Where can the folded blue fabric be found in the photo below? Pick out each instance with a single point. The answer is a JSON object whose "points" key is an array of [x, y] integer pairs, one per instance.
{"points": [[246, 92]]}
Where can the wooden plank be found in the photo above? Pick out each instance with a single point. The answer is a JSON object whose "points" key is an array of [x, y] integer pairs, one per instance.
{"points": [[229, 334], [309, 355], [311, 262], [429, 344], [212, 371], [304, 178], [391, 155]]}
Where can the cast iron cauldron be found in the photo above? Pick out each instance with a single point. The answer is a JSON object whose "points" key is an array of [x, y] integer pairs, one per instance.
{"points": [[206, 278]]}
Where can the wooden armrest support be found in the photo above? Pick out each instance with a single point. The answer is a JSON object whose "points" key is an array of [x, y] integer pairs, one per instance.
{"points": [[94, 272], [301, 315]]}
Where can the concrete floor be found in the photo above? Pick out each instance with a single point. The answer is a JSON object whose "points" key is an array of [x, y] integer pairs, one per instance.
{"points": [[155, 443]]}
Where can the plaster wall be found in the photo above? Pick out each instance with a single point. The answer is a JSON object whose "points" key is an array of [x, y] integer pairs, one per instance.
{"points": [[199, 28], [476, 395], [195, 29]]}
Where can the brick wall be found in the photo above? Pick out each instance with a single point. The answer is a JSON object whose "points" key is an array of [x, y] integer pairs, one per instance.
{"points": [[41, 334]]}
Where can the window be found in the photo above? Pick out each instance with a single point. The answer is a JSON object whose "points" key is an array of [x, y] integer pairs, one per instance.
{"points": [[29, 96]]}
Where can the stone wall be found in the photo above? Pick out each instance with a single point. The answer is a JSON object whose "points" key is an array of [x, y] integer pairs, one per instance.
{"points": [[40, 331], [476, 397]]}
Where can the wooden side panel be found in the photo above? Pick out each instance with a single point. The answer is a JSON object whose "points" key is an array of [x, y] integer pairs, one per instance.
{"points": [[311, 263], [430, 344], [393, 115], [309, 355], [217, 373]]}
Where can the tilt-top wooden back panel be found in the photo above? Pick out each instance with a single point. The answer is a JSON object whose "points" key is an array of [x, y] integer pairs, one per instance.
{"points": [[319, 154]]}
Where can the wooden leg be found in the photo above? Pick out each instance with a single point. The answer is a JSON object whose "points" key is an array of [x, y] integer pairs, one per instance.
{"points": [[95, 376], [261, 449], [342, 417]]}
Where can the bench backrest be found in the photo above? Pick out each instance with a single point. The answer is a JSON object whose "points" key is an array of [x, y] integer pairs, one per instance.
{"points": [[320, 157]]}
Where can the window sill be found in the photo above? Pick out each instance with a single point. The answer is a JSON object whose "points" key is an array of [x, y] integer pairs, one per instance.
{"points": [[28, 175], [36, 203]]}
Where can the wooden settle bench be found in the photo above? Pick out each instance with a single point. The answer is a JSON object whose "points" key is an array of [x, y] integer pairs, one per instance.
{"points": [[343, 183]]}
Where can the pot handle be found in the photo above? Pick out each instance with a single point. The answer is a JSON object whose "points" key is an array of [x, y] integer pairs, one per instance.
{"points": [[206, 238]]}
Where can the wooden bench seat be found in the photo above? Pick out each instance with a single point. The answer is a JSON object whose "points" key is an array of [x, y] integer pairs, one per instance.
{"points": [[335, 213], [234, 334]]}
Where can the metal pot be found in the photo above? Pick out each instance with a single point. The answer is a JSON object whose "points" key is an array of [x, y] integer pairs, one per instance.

····················

▶ _TASK REQUIREMENTS_:
Please transcribe the full listing exactly, down to the last line.

▶ _EXPECTED ANSWER_:
Where can the folded blue fabric be found in the photo below? Pick out each instance with a single point. The answer is a JSON object whose "points" key is an array of [x, y] integer pairs, one per instance.
{"points": [[246, 92]]}
Where can the wooden plank be found in the photo above? Pick out each instance with a single point. The answer is a JSON object whose "points" key is an array of [x, y] integer pairs, one per instance.
{"points": [[229, 334], [309, 355], [311, 262], [429, 344], [212, 371], [304, 178], [391, 155]]}
Where can the cast iron cauldron be found in the photo above? Pick out each instance with a single point. The answer is a JSON object whose "points" key is an array of [x, y] integer pairs, one per instance.
{"points": [[206, 278]]}
Where can the wooden armrest support be found in the photo above? Pick out each instance with a single point. The answer is a JSON object whose "points" key is an array of [x, y] integer pairs, one per instance.
{"points": [[94, 272], [301, 315]]}
Where can the concrete floor be found in the photo above? Pick out each instance with a single point. The answer is a JSON object whose "points" key is an array of [x, y] integer pairs, one per instance.
{"points": [[155, 443]]}
Where can the plaster wall be found in the photo above? Pick out each instance with a single point. The answer is a JSON object whose "points" key is an array of [x, y] integer pairs, one per instance.
{"points": [[199, 28], [476, 395], [195, 29]]}
Where can the brick wall be found in the photo above? Pick out each instance with a single point. The answer is a JSON object whose "points" key is an array of [x, y] integer pairs, one per instance.
{"points": [[41, 334]]}
Where can the window be found in the photo above? Pick out each instance with a single point. The answer is a JSON object whose "points" key is an array of [x, y] integer pairs, one per instance.
{"points": [[29, 96]]}
Where can the stone wall be found in the photo above? Pick out each instance with a single point. The answer is a JSON object whose "points" key is an array of [x, y] integer pairs, one per instance.
{"points": [[40, 331], [476, 397]]}
Where can the wooden side panel be found in the photo above? Pick out each instance with a single point. The answer is a JSON object whose "points" key is an array of [x, y] integer pairs, one per instance.
{"points": [[311, 263], [430, 344], [393, 115], [309, 355], [217, 373]]}
Where can the tilt-top wooden back panel be found in the photo above? Pick out each instance with a single point. The answer is a JSON object whose "points" key is an array of [x, y] integer pairs, one per instance.
{"points": [[319, 154]]}
Where can the wooden leg be found in the photo above? Pick out each instance with a single point. The answer is a JSON object whose "points" key is an array of [x, y] integer pairs, one per instance.
{"points": [[95, 376], [261, 449], [342, 417]]}
Where can the bench backrest be found in the photo above? Pick out each instance with a single point. The answer is a JSON object whose "points" key is an array of [x, y] integer pairs, one per instance.
{"points": [[320, 157]]}
Where can the window sill be found in the photo above? Pick out each instance with a single point. The answer is a JSON object whose "points" key is an array of [x, y] integer pairs, one per instance.
{"points": [[28, 175], [36, 203]]}
Where can the wooden settle bench be found in the photo above? Pick out each instance with a single point. The answer is a JSON object whose "points" key is an array of [x, y] integer pairs, one per instance.
{"points": [[343, 183]]}
Where can the pot handle be found in the photo above? Pick out each instance with a single point. The answer is a JSON object whose "points" key is an array of [x, y] integer pairs, one per instance.
{"points": [[206, 238]]}
Where can the wooden bench seat be found in the photo above? Pick out each instance with a single point. The answer is a JSON object whose "points" key is an array of [x, y] integer pairs, one per instance.
{"points": [[335, 213], [234, 334]]}
Where can the metal pot be found in the photo above? Pick out each instance with a single point. The answer is a JSON object whose "points" key is an array of [x, y] integer pairs, one per instance.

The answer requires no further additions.